• **Problem requirements**:
Pull out every line of the items below that contains the word "shoulder". Matching is case-sensitive.

** Start of Data in this exercise **

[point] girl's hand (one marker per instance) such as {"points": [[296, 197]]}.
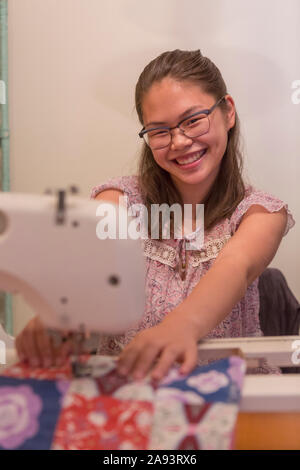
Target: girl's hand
{"points": [[36, 346], [158, 348]]}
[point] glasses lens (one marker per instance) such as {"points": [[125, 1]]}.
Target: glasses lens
{"points": [[195, 125], [157, 138]]}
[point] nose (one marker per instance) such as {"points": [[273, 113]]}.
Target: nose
{"points": [[179, 140]]}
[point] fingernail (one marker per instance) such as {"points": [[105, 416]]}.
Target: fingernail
{"points": [[138, 375], [47, 362], [34, 362], [58, 362]]}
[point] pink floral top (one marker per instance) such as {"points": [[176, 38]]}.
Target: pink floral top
{"points": [[165, 288]]}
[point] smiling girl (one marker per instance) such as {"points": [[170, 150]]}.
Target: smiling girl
{"points": [[190, 155]]}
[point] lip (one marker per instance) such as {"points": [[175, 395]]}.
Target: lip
{"points": [[187, 156]]}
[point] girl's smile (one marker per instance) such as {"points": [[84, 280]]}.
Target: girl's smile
{"points": [[193, 163]]}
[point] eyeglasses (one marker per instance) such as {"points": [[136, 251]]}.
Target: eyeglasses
{"points": [[193, 126]]}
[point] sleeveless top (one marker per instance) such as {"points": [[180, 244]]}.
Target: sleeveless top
{"points": [[165, 288]]}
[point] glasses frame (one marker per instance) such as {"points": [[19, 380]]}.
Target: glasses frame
{"points": [[204, 111]]}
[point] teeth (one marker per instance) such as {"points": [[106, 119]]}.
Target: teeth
{"points": [[191, 159]]}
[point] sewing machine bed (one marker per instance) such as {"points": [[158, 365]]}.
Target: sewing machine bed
{"points": [[256, 428]]}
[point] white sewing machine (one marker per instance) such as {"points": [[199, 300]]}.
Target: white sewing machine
{"points": [[50, 253]]}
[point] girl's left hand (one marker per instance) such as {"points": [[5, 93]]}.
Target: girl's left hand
{"points": [[156, 349]]}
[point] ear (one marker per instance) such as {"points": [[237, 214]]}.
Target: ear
{"points": [[230, 112]]}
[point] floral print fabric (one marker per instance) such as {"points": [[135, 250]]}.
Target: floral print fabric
{"points": [[109, 412]]}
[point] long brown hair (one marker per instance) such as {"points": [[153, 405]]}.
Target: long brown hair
{"points": [[156, 184]]}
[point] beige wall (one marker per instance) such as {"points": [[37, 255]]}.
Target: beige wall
{"points": [[73, 65]]}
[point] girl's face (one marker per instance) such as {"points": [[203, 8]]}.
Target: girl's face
{"points": [[168, 102]]}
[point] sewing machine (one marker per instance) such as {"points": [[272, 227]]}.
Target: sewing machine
{"points": [[50, 253]]}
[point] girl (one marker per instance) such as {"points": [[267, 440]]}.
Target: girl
{"points": [[191, 155]]}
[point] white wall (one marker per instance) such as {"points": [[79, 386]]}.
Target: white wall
{"points": [[73, 65]]}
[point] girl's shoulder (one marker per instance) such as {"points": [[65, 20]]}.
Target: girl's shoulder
{"points": [[255, 196], [127, 184]]}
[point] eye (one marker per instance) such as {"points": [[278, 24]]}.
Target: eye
{"points": [[190, 122], [158, 132]]}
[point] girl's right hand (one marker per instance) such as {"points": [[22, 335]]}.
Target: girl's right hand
{"points": [[36, 346]]}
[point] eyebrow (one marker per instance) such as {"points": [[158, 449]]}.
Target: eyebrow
{"points": [[181, 116]]}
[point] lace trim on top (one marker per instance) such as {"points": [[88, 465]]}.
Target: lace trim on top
{"points": [[158, 251], [210, 250]]}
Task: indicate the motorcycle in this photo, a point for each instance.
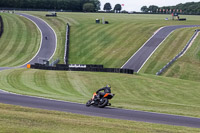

** End of Data in this exercise **

• **Right answer**:
[point] girl's shoulder (one marker per instance) such as {"points": [[65, 20]]}.
Target: girl's shoulder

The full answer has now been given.